→ **Instructions to follow**
Can you give the lines from the start through the line containing "132), (227, 134)]]" again, substituting "carved stone panel" for "inlaid marble panel" and leaving everything else unchanged?

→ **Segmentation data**
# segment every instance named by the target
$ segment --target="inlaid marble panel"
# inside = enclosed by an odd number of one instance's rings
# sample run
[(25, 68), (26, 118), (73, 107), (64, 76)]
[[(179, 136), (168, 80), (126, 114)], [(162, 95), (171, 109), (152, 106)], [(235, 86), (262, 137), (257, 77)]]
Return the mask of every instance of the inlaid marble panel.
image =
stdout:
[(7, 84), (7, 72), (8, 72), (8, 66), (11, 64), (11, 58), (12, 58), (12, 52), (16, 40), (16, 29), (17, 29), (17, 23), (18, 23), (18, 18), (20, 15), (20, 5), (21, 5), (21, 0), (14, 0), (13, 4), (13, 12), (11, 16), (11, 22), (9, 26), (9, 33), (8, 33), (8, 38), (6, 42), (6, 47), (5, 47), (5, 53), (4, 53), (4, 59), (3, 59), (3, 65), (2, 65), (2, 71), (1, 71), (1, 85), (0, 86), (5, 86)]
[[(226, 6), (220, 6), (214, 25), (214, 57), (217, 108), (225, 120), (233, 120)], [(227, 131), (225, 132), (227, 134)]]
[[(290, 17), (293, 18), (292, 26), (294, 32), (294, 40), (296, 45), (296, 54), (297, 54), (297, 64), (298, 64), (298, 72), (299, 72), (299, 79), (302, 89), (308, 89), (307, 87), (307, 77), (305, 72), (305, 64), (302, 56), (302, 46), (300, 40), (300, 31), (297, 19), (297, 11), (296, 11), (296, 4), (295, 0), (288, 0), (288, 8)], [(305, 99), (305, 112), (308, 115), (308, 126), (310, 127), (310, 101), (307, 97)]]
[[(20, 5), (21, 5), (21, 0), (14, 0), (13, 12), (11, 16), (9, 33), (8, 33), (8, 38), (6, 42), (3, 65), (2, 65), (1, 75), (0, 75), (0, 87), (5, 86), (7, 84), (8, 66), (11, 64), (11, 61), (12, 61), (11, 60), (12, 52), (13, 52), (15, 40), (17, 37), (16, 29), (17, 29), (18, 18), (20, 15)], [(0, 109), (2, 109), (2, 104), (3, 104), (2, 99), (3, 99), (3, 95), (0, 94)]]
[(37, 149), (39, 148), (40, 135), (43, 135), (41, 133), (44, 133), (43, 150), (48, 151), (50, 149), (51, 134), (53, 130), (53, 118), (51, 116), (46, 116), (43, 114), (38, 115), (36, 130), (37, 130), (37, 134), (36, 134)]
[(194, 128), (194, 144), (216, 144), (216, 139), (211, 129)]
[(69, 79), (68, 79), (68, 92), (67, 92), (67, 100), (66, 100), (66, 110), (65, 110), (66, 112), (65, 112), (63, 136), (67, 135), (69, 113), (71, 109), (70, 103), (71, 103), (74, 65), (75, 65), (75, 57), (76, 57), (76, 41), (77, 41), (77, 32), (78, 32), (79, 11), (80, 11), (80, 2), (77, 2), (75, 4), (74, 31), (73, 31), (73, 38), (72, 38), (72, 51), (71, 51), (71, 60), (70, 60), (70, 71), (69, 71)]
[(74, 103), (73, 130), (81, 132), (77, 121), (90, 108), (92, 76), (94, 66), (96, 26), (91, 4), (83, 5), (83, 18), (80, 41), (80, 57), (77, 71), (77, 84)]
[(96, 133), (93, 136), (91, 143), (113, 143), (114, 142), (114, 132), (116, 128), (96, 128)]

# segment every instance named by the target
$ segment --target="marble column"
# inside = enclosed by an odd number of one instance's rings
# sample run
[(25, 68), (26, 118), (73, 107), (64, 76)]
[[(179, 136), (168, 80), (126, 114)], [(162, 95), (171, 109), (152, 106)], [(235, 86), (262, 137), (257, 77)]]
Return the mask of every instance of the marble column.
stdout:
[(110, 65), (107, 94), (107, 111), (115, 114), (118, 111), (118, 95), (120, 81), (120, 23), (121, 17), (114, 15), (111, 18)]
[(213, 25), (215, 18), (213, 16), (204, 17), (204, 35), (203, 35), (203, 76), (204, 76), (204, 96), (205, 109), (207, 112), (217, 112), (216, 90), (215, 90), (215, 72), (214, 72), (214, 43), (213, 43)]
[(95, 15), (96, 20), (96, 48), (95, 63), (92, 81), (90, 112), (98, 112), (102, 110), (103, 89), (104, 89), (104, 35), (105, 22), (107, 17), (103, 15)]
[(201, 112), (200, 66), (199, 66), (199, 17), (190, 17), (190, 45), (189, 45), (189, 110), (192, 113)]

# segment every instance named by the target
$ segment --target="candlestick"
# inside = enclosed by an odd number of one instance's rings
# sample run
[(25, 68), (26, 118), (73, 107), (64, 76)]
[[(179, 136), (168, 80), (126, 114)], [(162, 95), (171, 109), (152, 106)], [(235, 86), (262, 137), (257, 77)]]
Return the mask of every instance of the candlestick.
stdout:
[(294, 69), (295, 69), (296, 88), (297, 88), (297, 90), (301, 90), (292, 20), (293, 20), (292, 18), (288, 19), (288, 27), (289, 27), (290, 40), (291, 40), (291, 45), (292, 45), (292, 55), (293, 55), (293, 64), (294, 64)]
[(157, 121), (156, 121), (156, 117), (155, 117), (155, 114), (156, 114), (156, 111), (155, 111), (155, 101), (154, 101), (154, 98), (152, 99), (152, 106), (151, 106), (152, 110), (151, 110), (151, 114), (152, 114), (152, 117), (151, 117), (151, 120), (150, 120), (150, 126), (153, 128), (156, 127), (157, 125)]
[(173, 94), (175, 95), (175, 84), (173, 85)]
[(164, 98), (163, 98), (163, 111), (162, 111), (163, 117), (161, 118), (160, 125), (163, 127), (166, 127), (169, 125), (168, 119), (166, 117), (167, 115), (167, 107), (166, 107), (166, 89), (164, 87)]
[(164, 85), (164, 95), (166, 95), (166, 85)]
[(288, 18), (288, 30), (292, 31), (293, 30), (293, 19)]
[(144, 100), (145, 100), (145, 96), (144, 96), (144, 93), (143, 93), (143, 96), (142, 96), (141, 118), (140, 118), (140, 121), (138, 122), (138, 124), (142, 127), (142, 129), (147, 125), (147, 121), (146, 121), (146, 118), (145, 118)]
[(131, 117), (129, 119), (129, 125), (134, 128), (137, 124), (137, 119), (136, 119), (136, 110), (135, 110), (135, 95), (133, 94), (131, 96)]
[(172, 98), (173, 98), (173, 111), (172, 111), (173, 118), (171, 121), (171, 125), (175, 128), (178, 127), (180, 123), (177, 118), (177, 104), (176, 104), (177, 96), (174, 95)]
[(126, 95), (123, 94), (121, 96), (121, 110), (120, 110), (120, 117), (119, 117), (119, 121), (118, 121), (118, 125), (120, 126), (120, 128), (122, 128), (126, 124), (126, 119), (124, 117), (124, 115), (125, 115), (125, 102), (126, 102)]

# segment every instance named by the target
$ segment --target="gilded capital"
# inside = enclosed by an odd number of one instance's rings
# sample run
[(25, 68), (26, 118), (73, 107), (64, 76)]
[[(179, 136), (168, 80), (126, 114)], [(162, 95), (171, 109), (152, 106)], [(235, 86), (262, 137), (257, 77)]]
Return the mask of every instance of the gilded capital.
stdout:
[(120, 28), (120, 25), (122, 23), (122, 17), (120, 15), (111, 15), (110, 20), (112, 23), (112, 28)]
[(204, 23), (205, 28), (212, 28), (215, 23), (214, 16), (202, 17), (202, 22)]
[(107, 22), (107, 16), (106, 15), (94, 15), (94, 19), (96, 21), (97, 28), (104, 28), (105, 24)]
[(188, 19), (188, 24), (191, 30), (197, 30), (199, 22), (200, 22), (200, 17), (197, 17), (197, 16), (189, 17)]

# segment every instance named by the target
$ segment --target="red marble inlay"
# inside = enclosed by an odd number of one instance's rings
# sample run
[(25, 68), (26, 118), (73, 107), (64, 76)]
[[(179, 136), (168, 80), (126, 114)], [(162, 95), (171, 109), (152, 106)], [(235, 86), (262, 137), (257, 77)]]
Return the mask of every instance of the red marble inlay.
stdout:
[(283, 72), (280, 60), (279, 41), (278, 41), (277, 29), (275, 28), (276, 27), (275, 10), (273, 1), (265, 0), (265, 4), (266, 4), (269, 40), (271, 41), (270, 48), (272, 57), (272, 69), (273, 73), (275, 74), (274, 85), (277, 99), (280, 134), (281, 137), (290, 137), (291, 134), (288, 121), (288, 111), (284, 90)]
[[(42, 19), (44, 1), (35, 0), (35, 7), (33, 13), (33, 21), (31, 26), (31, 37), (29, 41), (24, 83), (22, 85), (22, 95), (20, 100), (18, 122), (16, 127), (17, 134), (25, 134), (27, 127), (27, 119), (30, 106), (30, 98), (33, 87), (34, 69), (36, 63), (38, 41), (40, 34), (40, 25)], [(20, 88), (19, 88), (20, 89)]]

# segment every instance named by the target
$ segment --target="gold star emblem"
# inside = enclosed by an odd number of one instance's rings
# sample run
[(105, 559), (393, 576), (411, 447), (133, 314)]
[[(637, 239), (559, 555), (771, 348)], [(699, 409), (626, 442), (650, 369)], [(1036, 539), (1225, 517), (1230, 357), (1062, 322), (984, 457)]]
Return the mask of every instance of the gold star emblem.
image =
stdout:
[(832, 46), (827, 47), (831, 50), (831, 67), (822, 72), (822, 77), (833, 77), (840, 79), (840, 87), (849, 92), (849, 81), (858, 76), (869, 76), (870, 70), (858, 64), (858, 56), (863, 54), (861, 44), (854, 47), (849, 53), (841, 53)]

→ **Full solution**
# segment every instance named by the target
$ segment --target="carved stone panel"
# inside = enclosed by an odd number of one instance's rings
# sample run
[(25, 68), (26, 118), (73, 107), (64, 76)]
[[(179, 136), (168, 80), (126, 114)], [(162, 95), (171, 109), (152, 106)], [(235, 86), (262, 137), (257, 77)]]
Return the mask of every instance of the carved stone panel.
image =
stdout:
[(7, 84), (7, 72), (8, 72), (8, 66), (11, 64), (11, 58), (12, 58), (12, 52), (16, 40), (16, 29), (17, 29), (17, 23), (18, 23), (18, 18), (20, 15), (20, 5), (21, 5), (21, 0), (14, 0), (13, 4), (13, 12), (11, 16), (11, 22), (9, 26), (9, 33), (8, 33), (8, 38), (6, 42), (6, 47), (5, 47), (5, 53), (4, 53), (4, 59), (3, 59), (3, 65), (2, 65), (2, 71), (1, 71), (1, 85), (0, 86), (5, 86)]
[[(226, 6), (220, 6), (214, 25), (214, 57), (217, 108), (225, 120), (233, 120)], [(227, 131), (225, 132), (227, 134)]]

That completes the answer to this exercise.